LOFTIN et al.
v.
McCRAINIE.
Supreme Court of Florida, Division B.
June 27, 1950.*299 Russell L. Frink and Page Haddock, Jacksonville, for Scott M. Loftin and John W. Martin as trustees of property of Florida East Coast Ry. Co.
McCarthy, Lane & Howell, Jacksonville, for Atlantic Coast Line R. Co.
Evan T. Evans and Neal D. Evans, Jr., Jacksonville, for appellee.
SEBRING, Justice.
The defendants have appealed from a judgment entered in favor of the plaintiff in a personal injury action wherein the defendants were charged with having negligently permitted a steer to escape from a cattle pen and injure the plaintiff.
The facts necessary to a proper understanding of the case are relatively simple:
In the early night of March 18, 1949 at the Company's stock pens in Jacksonville, Florida, certain employees of the Atlantic Coast Line Railway Company were engaged in unloading a shipment of wild scrub steers which were being transported by the Florida East Coast Railway Company from a point in south Florida. As the door of one of the cattle cars was opened by the employees, the steers "rushing and running in a wild struggle out of the car" forced their way down the unloading chute into the stock pen prepared for their reception, swept through this enclosure into an adjoining pen, and then stampeded through an unlatched gate into the surrounding territory.
Late that night seventeen of the cattle were found huddled together in a swampy section of the City some distance from the stock pens. There they were permitted to remain until the following morning. About eight or nine o'clock the morning after their escape ten or twelve of the employees were sent by a company representative to recapture the animals. All of these men were on foot or riding in automobiles, except one who was traveling on horseback. What happened with respect to the runaway cattle when these men arrived on the scene is vividly shown by the testimony of an employee in charge of operations:
"Q. What happened when you tried to pen them again the next morning? A. Well, it was just an impossibility.
"Q. What did they do? A. Well, they were wild, and evidently it was the first time that any of them had come in contact with any civilization at all, they just went crazy, and just scattered.

• INSTRUCTIONS TO FOLLOW:
Copy everything in the opinion from "McCarthy, Lane &" down to "SEBRING, Justice.", swapping "Jacksonville" for "Tallahassee". The records are not needed for this work.

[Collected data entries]
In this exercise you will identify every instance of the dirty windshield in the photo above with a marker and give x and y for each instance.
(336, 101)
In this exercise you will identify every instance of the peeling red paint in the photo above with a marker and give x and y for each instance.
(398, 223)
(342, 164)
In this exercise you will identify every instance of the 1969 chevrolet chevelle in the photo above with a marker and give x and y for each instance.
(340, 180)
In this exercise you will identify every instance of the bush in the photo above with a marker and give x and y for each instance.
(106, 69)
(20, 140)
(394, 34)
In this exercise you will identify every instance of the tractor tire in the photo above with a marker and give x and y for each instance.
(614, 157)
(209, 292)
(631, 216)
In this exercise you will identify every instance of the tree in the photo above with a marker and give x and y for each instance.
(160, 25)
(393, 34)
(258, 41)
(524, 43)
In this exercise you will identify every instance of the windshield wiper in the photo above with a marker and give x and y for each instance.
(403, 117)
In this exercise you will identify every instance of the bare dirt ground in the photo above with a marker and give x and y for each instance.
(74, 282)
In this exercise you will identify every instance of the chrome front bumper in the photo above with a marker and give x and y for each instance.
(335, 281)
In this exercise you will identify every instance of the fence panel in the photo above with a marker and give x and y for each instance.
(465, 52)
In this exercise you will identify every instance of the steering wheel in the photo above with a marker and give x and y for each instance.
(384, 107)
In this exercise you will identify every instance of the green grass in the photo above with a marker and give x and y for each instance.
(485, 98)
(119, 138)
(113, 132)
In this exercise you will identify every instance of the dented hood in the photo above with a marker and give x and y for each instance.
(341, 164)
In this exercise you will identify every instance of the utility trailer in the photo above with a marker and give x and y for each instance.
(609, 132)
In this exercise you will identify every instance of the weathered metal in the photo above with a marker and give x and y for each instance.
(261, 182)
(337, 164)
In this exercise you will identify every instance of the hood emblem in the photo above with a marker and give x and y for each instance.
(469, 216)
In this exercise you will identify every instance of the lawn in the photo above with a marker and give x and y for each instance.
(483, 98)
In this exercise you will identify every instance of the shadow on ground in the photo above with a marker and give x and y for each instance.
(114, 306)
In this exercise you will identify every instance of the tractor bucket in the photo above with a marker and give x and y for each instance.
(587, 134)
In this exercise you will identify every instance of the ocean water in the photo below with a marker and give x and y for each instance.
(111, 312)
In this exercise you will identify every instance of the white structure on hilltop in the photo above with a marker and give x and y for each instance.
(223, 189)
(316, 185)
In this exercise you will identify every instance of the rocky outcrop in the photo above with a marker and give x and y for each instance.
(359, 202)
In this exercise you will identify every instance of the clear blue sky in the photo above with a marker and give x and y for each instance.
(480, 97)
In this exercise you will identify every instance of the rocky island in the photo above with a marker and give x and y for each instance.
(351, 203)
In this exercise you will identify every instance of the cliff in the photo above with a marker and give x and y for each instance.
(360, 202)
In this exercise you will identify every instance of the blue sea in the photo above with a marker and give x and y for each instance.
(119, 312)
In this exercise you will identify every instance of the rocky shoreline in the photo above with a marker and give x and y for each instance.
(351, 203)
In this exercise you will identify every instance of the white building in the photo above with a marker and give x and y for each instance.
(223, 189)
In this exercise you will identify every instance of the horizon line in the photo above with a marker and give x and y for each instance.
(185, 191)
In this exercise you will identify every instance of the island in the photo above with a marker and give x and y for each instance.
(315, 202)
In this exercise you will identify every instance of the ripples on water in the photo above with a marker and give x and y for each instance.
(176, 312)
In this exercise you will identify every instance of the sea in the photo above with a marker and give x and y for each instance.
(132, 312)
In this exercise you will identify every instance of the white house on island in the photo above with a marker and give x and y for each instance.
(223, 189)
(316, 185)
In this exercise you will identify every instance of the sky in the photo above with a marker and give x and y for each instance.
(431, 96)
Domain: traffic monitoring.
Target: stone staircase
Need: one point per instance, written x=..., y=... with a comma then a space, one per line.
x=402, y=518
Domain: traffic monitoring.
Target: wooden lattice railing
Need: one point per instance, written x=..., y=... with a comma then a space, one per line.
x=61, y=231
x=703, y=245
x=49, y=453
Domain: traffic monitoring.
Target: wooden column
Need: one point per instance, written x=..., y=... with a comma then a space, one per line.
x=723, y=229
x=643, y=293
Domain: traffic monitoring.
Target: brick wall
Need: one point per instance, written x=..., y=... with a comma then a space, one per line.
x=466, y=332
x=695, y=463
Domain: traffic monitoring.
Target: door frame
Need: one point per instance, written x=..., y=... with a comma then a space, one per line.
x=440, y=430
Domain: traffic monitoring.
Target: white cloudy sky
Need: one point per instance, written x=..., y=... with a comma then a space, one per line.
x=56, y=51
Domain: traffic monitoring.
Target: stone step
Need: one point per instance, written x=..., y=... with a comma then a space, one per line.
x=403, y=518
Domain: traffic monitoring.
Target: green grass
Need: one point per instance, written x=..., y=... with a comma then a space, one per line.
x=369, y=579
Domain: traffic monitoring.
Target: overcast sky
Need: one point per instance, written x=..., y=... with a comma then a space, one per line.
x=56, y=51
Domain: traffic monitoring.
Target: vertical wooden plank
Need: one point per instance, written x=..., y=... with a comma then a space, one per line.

• SOLUTION:
McCarthy, Lane & Howell, Tallahassee, for Atlantic Coast Line R. Co.
Evan T. Evans and Neal D. Evans, Jr., Tallahassee, for appellee.
SEBRING, Justice.